---------- DATASET RECORDS ----------

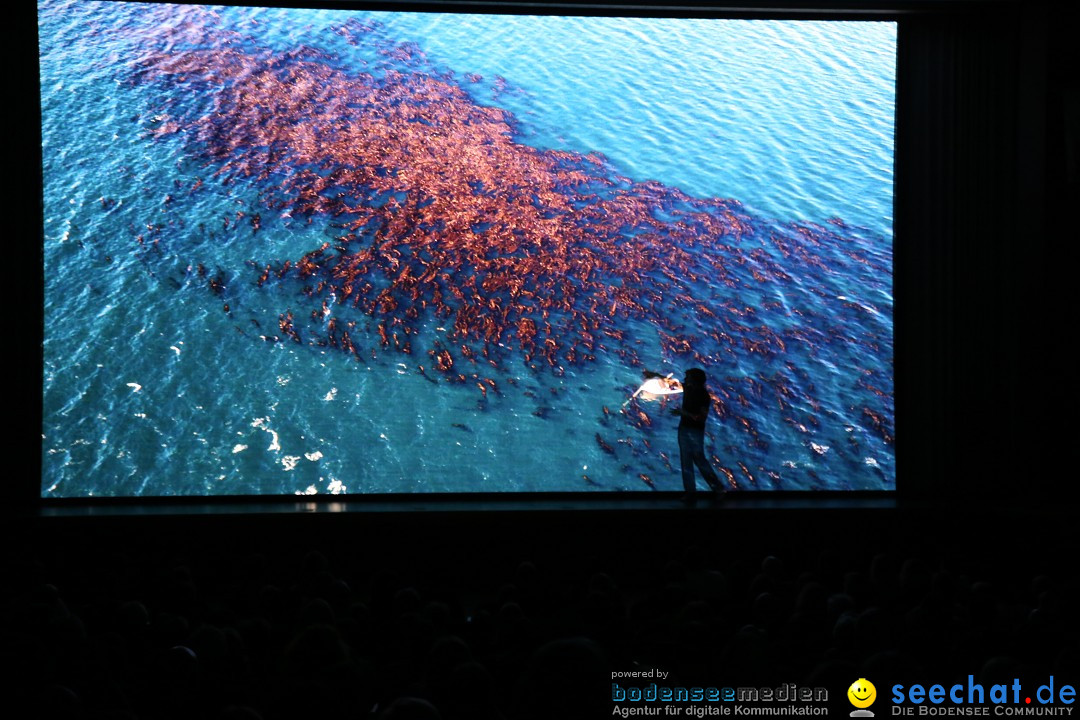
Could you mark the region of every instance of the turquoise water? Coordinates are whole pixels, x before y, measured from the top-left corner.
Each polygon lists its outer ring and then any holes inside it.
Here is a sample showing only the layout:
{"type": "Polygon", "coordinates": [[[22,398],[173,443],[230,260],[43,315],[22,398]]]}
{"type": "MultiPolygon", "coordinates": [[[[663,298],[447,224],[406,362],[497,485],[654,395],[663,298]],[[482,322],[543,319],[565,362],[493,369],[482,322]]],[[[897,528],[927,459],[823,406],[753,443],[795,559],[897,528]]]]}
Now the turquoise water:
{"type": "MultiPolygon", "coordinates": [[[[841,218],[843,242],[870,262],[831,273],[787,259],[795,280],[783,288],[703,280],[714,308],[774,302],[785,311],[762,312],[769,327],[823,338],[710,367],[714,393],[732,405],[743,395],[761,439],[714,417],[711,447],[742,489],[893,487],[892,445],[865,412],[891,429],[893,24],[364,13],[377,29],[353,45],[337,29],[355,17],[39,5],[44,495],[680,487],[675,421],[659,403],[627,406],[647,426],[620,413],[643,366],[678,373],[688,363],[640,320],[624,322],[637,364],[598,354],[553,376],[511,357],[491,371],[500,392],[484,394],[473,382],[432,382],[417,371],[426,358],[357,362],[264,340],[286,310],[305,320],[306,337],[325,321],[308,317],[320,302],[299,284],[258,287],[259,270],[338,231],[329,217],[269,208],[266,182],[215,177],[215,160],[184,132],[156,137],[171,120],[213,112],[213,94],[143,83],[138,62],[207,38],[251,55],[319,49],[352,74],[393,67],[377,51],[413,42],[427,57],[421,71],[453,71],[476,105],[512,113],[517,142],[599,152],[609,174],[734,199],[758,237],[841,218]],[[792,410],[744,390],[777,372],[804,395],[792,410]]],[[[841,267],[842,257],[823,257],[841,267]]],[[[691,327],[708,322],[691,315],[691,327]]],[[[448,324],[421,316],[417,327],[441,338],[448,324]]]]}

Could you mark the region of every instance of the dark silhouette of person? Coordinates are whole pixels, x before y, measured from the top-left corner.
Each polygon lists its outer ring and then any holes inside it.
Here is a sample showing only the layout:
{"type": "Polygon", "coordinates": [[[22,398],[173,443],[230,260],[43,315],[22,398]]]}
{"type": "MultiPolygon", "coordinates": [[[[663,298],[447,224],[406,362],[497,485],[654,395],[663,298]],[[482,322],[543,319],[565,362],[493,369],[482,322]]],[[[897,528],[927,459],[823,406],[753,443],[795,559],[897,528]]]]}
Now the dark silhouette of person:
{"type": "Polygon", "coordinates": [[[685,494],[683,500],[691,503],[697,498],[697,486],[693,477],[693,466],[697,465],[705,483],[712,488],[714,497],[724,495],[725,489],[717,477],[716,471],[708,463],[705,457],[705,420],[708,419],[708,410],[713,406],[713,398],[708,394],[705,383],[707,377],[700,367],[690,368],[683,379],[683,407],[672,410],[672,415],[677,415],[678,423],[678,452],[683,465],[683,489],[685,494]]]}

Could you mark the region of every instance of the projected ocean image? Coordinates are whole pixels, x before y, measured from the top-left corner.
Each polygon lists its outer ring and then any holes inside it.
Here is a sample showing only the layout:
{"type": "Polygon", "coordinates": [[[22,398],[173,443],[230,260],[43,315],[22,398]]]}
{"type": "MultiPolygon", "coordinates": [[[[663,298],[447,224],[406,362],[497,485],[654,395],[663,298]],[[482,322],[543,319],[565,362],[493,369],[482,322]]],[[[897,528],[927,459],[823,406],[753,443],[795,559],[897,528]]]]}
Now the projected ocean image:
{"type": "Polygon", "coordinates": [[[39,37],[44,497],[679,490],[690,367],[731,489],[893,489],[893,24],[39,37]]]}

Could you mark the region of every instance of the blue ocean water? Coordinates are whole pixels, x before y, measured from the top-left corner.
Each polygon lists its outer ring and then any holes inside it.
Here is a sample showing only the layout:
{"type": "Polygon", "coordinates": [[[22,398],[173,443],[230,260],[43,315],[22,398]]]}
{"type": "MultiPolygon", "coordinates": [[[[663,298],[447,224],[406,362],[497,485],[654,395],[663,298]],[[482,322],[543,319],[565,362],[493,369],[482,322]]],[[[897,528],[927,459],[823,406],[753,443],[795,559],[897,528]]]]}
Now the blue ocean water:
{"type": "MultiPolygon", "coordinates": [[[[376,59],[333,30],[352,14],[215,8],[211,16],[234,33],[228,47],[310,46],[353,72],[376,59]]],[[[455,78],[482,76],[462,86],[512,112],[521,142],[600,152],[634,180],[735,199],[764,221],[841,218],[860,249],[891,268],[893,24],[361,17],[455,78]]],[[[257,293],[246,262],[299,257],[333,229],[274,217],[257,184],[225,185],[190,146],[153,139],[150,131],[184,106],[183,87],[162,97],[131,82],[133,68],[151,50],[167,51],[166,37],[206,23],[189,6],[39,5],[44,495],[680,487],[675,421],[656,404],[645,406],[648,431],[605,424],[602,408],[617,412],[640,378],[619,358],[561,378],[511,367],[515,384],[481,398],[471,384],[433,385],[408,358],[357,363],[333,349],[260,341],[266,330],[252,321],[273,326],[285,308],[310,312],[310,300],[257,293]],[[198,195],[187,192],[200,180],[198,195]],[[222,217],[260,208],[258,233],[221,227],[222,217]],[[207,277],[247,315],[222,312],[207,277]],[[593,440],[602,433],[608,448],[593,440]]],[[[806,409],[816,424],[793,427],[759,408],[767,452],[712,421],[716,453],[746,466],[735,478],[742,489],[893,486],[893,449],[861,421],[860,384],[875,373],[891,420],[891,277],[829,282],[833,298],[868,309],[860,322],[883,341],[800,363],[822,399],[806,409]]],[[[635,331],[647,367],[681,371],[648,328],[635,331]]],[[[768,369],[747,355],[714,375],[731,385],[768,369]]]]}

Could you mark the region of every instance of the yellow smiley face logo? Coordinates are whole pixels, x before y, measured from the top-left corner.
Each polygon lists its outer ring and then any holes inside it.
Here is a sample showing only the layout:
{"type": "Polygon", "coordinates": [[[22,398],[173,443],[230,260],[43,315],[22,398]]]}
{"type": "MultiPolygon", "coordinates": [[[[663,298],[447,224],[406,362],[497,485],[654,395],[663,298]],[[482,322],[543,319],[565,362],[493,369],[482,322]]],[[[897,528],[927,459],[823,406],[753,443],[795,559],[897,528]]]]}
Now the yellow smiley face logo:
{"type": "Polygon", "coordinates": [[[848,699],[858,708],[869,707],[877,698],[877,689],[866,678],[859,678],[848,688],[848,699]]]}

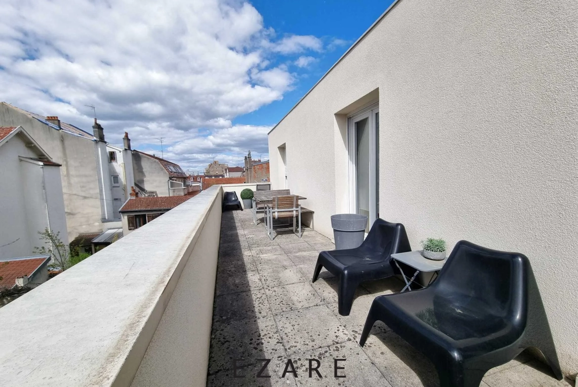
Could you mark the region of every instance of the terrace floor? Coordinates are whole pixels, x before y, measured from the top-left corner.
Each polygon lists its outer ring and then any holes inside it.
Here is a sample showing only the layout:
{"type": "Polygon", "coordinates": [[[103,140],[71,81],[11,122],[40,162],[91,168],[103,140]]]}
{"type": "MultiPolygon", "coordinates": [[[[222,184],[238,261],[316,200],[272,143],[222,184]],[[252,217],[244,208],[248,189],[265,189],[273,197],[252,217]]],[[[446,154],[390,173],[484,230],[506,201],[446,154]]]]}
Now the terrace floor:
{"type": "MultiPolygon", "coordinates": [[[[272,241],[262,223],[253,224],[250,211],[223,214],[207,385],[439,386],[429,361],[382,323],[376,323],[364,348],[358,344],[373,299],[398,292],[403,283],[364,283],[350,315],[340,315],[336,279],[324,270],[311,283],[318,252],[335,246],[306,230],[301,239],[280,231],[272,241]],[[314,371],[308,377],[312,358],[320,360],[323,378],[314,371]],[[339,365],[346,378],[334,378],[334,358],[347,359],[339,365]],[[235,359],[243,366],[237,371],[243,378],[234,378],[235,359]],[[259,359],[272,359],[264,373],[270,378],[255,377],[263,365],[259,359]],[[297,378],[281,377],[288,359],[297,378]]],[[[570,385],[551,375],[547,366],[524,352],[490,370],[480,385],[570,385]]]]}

----------

Locate each line in the records above that contains the word "floor" and copy those lines.

Could you mark the region of every instance of the terrace floor? Coordinates are whole pixels, x before y, measured from the top-left corner.
Now the terrace floor:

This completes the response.